*** Data provided

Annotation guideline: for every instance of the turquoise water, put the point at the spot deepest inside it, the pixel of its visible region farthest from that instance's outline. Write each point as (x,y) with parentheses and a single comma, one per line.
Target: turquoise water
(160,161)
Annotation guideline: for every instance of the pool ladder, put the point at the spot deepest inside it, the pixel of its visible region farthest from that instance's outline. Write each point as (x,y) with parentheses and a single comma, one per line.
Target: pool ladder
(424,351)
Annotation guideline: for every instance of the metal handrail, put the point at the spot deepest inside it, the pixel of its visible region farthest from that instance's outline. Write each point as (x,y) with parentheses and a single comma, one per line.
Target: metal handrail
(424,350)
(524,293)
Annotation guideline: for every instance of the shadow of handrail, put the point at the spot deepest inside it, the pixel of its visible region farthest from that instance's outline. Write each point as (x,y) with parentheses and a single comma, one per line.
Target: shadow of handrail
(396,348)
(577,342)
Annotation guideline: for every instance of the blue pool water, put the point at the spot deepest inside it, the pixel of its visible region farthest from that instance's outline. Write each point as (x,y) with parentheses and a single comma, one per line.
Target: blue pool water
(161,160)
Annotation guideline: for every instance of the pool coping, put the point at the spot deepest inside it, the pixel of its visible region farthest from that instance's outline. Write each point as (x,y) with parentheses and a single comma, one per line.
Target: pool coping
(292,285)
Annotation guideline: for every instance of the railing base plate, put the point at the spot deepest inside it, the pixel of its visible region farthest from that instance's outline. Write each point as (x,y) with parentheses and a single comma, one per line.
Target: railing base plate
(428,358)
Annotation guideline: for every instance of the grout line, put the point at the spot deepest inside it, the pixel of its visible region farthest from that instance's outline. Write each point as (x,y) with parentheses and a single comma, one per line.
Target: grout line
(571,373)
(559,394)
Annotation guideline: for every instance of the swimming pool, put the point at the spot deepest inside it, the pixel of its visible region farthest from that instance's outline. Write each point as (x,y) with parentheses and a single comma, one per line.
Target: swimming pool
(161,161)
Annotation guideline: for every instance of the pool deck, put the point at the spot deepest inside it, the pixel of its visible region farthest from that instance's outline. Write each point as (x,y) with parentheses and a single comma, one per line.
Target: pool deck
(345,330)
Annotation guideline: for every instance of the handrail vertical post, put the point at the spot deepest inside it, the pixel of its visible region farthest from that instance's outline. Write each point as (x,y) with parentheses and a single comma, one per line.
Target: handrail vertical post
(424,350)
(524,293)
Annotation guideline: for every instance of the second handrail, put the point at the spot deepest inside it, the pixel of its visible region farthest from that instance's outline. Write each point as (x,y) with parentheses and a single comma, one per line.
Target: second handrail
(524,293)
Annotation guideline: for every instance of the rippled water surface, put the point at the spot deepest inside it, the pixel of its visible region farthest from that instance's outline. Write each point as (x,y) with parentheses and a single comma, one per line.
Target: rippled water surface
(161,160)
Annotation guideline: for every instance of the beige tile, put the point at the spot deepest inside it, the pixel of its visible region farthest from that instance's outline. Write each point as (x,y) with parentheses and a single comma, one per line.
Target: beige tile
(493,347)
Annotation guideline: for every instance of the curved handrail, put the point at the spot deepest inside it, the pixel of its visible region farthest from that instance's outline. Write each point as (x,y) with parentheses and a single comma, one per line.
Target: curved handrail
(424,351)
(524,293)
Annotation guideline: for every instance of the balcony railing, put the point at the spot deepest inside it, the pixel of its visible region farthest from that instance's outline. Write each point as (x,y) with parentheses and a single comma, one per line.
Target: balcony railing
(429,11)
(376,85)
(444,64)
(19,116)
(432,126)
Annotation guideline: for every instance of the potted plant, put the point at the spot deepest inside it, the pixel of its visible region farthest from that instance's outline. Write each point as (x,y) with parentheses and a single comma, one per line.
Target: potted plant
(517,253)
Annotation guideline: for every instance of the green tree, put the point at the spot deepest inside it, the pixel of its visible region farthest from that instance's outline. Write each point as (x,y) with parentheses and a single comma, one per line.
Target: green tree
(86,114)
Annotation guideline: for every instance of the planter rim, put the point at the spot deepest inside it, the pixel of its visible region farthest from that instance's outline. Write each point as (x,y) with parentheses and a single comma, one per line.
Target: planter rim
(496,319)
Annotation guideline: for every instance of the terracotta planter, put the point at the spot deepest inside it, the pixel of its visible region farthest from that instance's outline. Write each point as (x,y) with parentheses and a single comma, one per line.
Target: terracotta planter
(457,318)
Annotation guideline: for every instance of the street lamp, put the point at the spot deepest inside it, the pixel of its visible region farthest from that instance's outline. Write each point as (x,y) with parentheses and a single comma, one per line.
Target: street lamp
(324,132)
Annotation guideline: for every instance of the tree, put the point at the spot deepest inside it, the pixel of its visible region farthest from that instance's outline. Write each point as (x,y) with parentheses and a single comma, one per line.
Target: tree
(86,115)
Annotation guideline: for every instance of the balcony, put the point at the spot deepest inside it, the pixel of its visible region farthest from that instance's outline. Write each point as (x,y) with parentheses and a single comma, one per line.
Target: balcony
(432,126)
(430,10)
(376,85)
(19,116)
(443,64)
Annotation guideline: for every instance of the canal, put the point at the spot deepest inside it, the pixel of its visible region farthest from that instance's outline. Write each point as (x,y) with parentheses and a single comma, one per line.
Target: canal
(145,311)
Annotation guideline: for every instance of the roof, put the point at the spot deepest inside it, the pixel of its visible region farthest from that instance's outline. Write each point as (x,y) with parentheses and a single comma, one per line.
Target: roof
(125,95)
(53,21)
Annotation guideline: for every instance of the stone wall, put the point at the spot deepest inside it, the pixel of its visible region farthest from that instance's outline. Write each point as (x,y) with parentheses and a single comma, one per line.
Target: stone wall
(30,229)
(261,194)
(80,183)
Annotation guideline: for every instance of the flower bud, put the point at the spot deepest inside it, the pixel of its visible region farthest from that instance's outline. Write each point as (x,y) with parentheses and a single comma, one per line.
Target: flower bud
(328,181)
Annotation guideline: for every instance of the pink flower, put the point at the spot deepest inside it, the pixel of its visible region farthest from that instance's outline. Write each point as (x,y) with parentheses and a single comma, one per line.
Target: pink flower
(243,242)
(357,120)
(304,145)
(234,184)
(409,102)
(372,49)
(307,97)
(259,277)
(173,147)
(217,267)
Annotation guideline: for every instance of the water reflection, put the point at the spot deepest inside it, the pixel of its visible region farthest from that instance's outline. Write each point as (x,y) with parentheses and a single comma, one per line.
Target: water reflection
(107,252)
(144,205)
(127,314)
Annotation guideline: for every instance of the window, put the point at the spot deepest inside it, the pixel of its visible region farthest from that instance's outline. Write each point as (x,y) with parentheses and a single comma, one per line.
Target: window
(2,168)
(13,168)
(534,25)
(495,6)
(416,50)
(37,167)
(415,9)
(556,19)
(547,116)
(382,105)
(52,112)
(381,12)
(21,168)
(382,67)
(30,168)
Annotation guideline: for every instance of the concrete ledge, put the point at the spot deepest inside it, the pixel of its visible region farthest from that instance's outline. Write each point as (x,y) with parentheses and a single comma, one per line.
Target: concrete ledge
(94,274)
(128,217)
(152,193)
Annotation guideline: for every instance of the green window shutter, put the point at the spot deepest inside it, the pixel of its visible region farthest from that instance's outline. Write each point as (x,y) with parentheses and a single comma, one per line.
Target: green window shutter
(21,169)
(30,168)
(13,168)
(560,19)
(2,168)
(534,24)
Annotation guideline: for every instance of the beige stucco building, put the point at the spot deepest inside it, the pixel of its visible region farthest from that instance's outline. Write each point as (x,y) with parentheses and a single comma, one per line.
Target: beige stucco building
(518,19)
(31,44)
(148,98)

******
*** Data provided

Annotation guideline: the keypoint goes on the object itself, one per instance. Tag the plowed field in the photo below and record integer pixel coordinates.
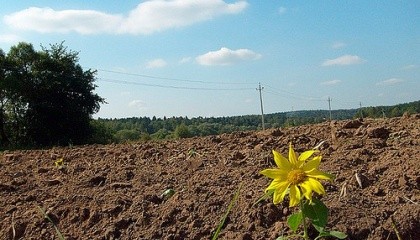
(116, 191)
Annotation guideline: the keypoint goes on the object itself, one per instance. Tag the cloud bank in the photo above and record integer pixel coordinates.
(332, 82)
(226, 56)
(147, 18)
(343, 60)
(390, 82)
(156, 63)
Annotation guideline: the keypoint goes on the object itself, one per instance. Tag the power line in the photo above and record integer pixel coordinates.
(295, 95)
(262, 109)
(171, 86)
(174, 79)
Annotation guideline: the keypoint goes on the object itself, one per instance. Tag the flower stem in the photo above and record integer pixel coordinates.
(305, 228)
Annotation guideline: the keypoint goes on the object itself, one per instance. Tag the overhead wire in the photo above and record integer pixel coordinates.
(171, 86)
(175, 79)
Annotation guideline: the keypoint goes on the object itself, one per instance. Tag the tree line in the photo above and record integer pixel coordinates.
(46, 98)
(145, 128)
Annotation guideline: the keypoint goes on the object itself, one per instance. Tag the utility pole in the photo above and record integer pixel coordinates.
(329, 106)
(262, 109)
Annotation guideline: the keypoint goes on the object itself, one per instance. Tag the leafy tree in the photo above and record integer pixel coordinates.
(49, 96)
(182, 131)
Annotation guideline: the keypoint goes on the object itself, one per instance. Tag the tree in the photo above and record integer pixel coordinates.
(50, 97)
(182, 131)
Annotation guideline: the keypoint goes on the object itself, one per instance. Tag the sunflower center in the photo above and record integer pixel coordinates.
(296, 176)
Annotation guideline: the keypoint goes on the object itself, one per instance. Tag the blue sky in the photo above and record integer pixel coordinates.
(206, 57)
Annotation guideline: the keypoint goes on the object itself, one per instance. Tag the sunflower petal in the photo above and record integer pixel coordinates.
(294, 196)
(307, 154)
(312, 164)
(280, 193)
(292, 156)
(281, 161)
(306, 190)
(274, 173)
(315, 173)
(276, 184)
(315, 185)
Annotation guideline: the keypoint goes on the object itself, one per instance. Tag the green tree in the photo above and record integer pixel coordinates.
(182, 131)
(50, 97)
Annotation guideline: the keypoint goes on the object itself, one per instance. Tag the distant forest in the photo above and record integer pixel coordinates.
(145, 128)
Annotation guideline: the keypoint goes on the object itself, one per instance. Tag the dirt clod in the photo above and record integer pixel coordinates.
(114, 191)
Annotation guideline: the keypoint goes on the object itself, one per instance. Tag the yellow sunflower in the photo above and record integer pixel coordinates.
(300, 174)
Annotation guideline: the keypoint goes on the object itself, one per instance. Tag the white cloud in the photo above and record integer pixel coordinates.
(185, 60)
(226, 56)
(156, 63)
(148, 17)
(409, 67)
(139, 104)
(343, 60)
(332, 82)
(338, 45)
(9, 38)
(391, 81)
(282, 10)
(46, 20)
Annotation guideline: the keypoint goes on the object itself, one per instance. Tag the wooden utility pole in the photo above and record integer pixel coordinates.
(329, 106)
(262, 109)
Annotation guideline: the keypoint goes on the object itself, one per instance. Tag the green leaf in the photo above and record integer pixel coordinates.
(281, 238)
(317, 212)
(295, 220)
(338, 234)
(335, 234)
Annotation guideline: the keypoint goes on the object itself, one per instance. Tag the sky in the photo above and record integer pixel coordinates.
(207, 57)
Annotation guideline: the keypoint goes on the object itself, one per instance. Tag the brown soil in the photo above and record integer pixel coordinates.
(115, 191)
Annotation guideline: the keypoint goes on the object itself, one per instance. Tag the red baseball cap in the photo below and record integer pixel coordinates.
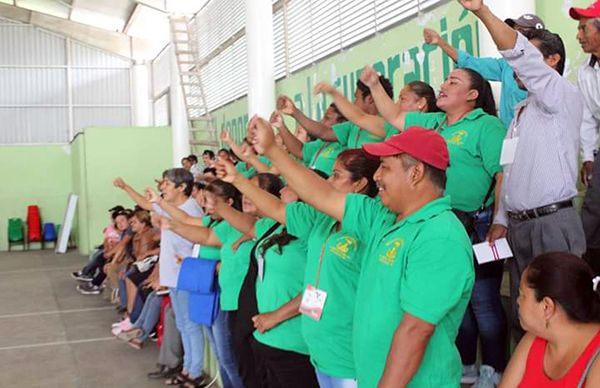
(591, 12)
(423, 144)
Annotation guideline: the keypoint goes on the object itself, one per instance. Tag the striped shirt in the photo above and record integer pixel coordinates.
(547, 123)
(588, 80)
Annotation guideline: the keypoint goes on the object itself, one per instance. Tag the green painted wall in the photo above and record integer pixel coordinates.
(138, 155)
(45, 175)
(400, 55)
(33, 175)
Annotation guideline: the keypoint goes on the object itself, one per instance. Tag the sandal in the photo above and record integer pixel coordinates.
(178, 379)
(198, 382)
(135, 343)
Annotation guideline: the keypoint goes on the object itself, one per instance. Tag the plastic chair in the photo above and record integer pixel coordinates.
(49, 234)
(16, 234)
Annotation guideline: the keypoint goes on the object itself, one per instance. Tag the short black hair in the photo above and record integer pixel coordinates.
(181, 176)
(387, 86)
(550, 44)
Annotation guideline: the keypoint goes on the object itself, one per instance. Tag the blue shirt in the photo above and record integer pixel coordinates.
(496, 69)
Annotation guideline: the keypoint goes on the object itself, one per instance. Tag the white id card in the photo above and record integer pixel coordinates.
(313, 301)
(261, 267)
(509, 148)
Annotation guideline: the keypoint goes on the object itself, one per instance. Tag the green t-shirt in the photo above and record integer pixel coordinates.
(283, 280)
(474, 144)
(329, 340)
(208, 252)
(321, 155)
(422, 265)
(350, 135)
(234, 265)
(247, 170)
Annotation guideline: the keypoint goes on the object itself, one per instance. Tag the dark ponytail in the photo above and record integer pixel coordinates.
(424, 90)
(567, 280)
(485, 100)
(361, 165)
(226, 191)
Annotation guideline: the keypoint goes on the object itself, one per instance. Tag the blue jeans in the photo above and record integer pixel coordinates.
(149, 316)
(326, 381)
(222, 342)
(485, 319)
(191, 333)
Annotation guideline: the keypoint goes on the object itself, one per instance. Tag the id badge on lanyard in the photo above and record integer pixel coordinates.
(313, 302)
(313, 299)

******

* **Stated problem**: Report how many lines of the rows above contain the string "potted", counting only matches with the same case. Give the number alone.

* **Reply**: 2